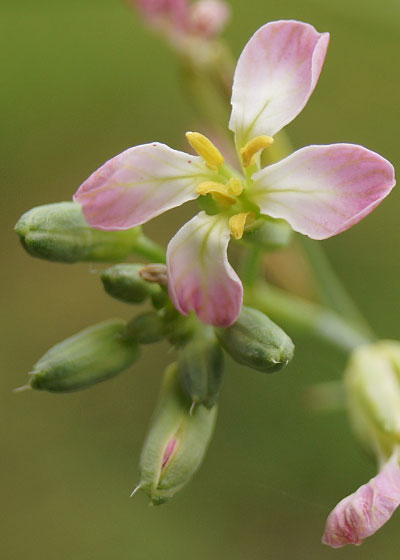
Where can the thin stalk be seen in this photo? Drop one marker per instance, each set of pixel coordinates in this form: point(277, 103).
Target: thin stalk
point(149, 249)
point(250, 266)
point(304, 317)
point(331, 289)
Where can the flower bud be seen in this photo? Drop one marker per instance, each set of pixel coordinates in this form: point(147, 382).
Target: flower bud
point(176, 442)
point(209, 17)
point(147, 328)
point(124, 282)
point(255, 341)
point(372, 383)
point(58, 232)
point(92, 355)
point(200, 367)
point(268, 234)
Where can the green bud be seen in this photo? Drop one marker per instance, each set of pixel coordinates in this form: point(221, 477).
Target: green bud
point(268, 233)
point(176, 442)
point(255, 341)
point(92, 355)
point(59, 232)
point(200, 366)
point(124, 282)
point(147, 328)
point(372, 384)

───

_Set problem:_
Reproduce every line of the material above verbatim, omitting the pictures.

_The solution:_
Where can the thin stalk be seen in this photo? Drop one marker per instance, each set of pixel coordinates in this form: point(277, 103).
Target: thin stalk
point(149, 249)
point(250, 266)
point(304, 317)
point(331, 289)
Where can the flower bud be seen in this photo? Drop one marker per instance, each set of pixel coordinates in this form: point(147, 382).
Target: flower bud
point(176, 442)
point(209, 17)
point(147, 328)
point(124, 282)
point(255, 341)
point(372, 383)
point(58, 232)
point(92, 355)
point(200, 367)
point(268, 234)
Where can the green bud be seen in this photo? Drop one marker per instance, each set of pixel coordinates in this form: point(221, 477).
Target: green bud
point(268, 233)
point(176, 442)
point(255, 341)
point(92, 355)
point(59, 232)
point(200, 366)
point(124, 282)
point(147, 328)
point(372, 384)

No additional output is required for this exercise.